## AUFGABENSTELLUNG
Tausche in sämtlichen Datensätzen „Python list“ gegen „JSON array“ aus und gib die Zeilen ansonsten unverändert wieder.
======== ZU BEARBEITENDE DATEN ========
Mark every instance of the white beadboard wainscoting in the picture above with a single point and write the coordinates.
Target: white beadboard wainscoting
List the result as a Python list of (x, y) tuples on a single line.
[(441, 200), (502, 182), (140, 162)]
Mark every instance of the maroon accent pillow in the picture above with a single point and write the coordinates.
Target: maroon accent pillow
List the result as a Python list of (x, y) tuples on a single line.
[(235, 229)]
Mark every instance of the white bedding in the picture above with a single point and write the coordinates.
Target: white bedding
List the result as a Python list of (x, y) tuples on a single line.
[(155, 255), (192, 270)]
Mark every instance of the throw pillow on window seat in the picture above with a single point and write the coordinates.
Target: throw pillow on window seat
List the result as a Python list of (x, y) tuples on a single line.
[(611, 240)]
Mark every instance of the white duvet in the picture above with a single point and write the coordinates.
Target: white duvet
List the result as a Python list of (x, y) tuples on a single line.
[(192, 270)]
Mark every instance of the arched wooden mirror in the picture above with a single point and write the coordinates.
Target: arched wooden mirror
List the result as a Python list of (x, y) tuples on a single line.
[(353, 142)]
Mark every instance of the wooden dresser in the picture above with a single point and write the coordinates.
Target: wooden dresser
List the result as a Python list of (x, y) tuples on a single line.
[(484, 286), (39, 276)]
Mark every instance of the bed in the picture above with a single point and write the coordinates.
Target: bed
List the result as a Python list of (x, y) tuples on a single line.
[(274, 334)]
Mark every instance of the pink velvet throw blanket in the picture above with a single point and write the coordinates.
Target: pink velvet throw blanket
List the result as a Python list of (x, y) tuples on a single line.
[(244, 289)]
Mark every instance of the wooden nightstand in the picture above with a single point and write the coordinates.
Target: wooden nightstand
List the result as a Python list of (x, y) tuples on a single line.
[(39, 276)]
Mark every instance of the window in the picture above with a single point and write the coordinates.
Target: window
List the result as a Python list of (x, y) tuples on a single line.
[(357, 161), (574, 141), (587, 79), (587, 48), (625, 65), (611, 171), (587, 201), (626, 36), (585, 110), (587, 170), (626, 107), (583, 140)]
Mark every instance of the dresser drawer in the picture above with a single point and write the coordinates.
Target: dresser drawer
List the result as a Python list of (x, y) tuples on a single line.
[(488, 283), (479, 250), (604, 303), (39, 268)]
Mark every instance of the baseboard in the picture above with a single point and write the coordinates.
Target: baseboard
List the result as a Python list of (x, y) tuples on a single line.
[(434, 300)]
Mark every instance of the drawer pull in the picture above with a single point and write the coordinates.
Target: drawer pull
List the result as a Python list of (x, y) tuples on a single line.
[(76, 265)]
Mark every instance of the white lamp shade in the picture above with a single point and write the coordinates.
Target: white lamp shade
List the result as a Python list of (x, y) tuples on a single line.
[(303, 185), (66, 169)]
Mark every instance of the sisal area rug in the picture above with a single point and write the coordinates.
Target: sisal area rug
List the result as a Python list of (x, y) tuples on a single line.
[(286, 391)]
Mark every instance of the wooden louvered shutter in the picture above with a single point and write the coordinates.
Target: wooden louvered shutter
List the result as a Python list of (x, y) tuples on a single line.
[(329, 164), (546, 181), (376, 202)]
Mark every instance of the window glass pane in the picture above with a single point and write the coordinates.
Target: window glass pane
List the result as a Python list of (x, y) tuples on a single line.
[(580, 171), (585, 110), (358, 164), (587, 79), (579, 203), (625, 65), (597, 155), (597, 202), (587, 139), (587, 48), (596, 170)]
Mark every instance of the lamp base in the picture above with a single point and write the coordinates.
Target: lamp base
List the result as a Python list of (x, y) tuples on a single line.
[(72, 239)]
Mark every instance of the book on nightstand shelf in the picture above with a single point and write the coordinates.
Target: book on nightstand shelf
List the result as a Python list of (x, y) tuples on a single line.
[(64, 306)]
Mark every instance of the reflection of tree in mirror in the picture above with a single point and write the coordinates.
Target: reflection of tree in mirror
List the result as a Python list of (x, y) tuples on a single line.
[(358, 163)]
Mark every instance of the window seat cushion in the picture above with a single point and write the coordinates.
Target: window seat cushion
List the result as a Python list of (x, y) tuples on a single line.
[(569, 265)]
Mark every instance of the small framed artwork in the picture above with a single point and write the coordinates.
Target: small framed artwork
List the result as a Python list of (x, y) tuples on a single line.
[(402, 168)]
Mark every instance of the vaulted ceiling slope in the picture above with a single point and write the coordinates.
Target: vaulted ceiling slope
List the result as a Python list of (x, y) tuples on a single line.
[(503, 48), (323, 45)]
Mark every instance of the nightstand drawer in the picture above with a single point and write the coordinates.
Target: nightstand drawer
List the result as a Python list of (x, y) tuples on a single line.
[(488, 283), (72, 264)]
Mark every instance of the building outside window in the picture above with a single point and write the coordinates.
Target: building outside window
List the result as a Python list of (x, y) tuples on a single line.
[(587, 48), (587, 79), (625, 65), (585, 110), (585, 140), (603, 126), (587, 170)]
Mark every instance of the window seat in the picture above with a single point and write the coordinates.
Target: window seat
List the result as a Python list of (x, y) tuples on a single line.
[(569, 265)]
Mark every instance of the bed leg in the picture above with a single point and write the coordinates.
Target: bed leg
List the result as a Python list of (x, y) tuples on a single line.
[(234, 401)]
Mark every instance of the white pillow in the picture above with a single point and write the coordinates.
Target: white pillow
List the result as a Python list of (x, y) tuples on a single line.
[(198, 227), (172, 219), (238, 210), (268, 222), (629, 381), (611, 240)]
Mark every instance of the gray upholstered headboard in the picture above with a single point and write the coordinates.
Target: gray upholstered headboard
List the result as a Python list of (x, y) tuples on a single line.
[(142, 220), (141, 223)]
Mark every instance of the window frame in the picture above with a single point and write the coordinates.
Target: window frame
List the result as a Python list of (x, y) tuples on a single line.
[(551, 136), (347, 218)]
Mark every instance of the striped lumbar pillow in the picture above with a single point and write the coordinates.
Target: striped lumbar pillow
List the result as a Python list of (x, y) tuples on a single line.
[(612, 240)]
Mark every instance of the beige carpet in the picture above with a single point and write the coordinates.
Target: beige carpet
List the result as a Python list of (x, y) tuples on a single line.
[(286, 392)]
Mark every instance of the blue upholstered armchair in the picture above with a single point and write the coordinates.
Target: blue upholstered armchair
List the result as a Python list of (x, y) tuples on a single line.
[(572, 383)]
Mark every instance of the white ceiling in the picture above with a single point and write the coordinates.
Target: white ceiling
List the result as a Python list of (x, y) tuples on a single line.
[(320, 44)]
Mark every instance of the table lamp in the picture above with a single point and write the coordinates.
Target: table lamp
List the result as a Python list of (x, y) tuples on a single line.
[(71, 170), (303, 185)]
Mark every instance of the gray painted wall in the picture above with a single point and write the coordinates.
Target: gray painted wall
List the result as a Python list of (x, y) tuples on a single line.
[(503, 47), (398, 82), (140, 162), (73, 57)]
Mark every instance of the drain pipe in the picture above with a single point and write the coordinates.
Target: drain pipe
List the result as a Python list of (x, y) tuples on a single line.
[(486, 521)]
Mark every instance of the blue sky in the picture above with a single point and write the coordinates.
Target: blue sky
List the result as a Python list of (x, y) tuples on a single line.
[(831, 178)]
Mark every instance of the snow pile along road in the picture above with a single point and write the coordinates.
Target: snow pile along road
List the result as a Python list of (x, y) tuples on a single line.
========
## LÖSUNG
Mark every instance of the white beadboard wainscoting in the picture above with a single point and write the coordinates.
Target: white beadboard wainscoting
List the result as a JSON array of (x, y) tuples on a single line.
[(441, 200), (502, 182), (140, 162)]
Mark every instance of the maroon accent pillow in the picture above with a single point and write the coordinates.
Target: maroon accent pillow
List the result as a JSON array of (x, y) tuples on a single line.
[(235, 229)]
Mark every instance of the white bedding in the picture above with a single point and write the coordinates.
Target: white bedding
List the result as a JSON array of (x, y) tuples on a single line.
[(155, 255), (192, 270)]
Mark every instance of the throw pillow on window seat in the picture above with a single point and write the coordinates.
Target: throw pillow on window seat
List the result as a JSON array of (x, y) tuples on a single line.
[(611, 240)]
Mark every instance of the white duvet in the picture above with a single point and write the coordinates.
Target: white duvet
List the result as a JSON array of (x, y) tuples on a single line.
[(192, 270)]
Mark every instance of the arched wooden mirror in the picture above with a single point and write the coordinates.
Target: arched wooden mirror
List the result as a JSON array of (x, y) tuples on a single line.
[(353, 142)]
Mark every instance of the wooden dresser in the picture above with a single point and write the coordinates.
Target: wooden dresser
List the result as a JSON array of (x, y) tuples on a single line.
[(484, 286), (39, 276)]
Mark every instance of the bed in the picture above with a single point and write the coordinates.
Target: bed
List the result as a JSON array of (x, y) tuples on a single line.
[(274, 334)]
Mark every instance of the pink velvet throw blanket in the picture above with a single point and write the coordinates.
Target: pink velvet throw blanket
List the result as a JSON array of (x, y) tuples on a single line.
[(244, 289)]
Mark every instance of the wooden nightstand in the picture above with a single point and write the coordinates.
Target: wooden nightstand
List the result as a JSON array of (x, y) tuples on a single line.
[(39, 276)]
Mark every instance of the window in the picture above with a single point and write the coordinates.
Target: window
List the result as a JSON array of (x, y) tuples on a single line.
[(357, 161), (574, 141), (587, 79), (587, 48), (625, 65), (611, 171), (587, 201), (626, 36), (585, 110), (587, 170), (626, 107), (583, 140)]
Mark every instance of the dresser drawer in the picture above with a single point and write the coordinates.
Target: dresser drawer
List the result as a JSON array of (x, y) tuples on a single line.
[(488, 283), (479, 250), (604, 303), (39, 268)]
Mark every instance of the baseboard in the picture above with a single point and write the coordinates.
Target: baseboard
List the result as a JSON array of (x, y) tuples on a single line.
[(434, 300)]
Mark every instance of the drawer pull in the picture above with a single point and write the coordinates.
Target: drawer pull
List the result as a JSON array of (x, y) tuples on a single line.
[(76, 265)]
Mark every instance of the white lamp shade in the picture above with a single point and write the coordinates.
Target: white lamp shade
List the result as a JSON array of (x, y) tuples on a single line.
[(303, 185), (66, 169)]
Mark every instance of the sisal area rug in the picture above with a single point and write the coordinates.
Target: sisal area rug
List the result as a JSON array of (x, y) tuples on a single line.
[(286, 391)]
Mark every instance of the wooden louvered shutter in the picture above with a single point and write the coordinates.
Target: wooden louvered shutter
List the result as a JSON array of (x, y) tuples on a single line.
[(329, 164), (546, 181), (376, 202)]
Mark every instance of the window glass pane in the picture above with a single point and write the coordinates.
Target: window glass pane
List the result as a JSON array of (x, y) tuples on a single line.
[(580, 171), (585, 110), (358, 164), (587, 79), (579, 203), (625, 65), (597, 155), (597, 202), (587, 139), (587, 48), (596, 170)]
Mark every instance of the lamp base in the picture above with a single point and write the coordinates.
Target: lamp base
List the result as a JSON array of (x, y) tuples on a single line.
[(72, 239)]
Mark every instance of the book on nightstand shelf in the picture above with a single point and write the coordinates.
Target: book on nightstand shelf
List the result as a JSON array of (x, y) tuples on a single line.
[(64, 306)]
Mark every instance of the reflection of tree in mirror in the picture above with a single point and write the coordinates.
Target: reflection of tree in mirror
List the result as a JSON array of (x, y) tuples on a single line.
[(358, 163)]
Mark every instance of the window seat cushion in the picture above with a single point and write the coordinates.
Target: window seat cushion
List the result as a JSON array of (x, y) tuples on a single line.
[(569, 265)]
Mark every instance of the small framed artwork in the picture above with a single point and write the coordinates.
Target: small framed artwork
List the result as a JSON array of (x, y) tuples on a single line.
[(402, 168)]
Mark every instance of the vaulted ceiling slope in the picture above with a single point and write the coordinates.
Target: vaulted ceiling slope
List the result as a JSON array of (x, y) tuples on a single line.
[(503, 48), (323, 45)]
Mark every instance of the nightstand drawer in the picture above with a single point and write the coordinates.
Target: nightstand drawer
List the result as a JSON array of (x, y) tuples on a single line.
[(488, 283), (72, 264)]
Mark every instance of the building outside window in the picture above with a single point and write the coordinates.
Target: building outside window
List the result as a JSON array of (x, y) tuples on a single line.
[(587, 48), (587, 79), (625, 65), (585, 110), (585, 140), (603, 126), (587, 170)]
Mark every instance of the window seat in the picture above with a single point and write the coordinates.
Target: window seat
List the result as a JSON array of (x, y) tuples on a single line.
[(569, 265)]
Mark every instance of the bed leg in the picture above with a single point and write the coordinates.
Target: bed leg
List the result as a JSON array of (x, y) tuples on a single line.
[(234, 401)]
Mark every instance of the white pillow in the picture above with a single point and write the coordinates.
Target: white pillow
List the result as a JSON array of (x, y) tuples on a single line.
[(198, 227), (172, 219), (238, 210), (268, 222), (629, 381), (611, 240)]
Mark every instance of the gray upholstered headboard in the picture above with a single point and write the coordinates.
Target: gray upholstered headboard
List the result as a JSON array of (x, y) tuples on a single line.
[(142, 220), (141, 223)]
Mark every instance of the window frame in the picture above with a single point and write the coordinates.
Target: window frame
List the result as a JSON array of (x, y) tuples on a single line.
[(551, 136), (347, 218)]
Mark every instance of the striped lumbar pillow in the picture above with a single point and write the coordinates.
Target: striped lumbar pillow
List the result as a JSON array of (x, y) tuples on a single line.
[(612, 240)]
Mark every instance of the beige carpet in the picture above with a single point and write the coordinates.
Target: beige carpet
List the result as a JSON array of (x, y) tuples on a single line.
[(286, 392)]
Mark every instance of the blue upholstered armchair in the picture above with a single point and write the coordinates.
Target: blue upholstered armchair
List the result as a JSON array of (x, y) tuples on a single line.
[(572, 383)]
Mark every instance of the white ceiling in the picture above with a single point and write the coordinates.
Target: white ceiling
List the result as a JSON array of (x, y) tuples on a single line.
[(320, 44)]
Mark every instance of the table lamp in the picture above with a single point and write the coordinates.
Target: table lamp
List the result as a JSON array of (x, y) tuples on a single line.
[(71, 170), (303, 185)]
Mark every instance of the gray painted wall in the picture above with a single point and write the coordinates.
Target: gray painted wall
List the result as a JSON array of (x, y) tuples on a single line.
[(503, 47), (398, 82), (140, 162), (73, 57)]
Mark every instance of the drain pipe in the picture above with a single point and write the coordinates.
Target: drain pipe
List the result as a JSON array of (x, y) tuples on a single line.
[(486, 521)]
Mark every instance of the blue sky in the picture above with a single point and write the coordinates.
Target: blue sky
List the result as a JSON array of (x, y) tuples on a single line.
[(831, 178)]
Mark every instance of the snow pile along road in the picture above with a single point and write the coordinates.
Target: snow pile along road
List the result as a JSON array of (x, y) tuples on a single line.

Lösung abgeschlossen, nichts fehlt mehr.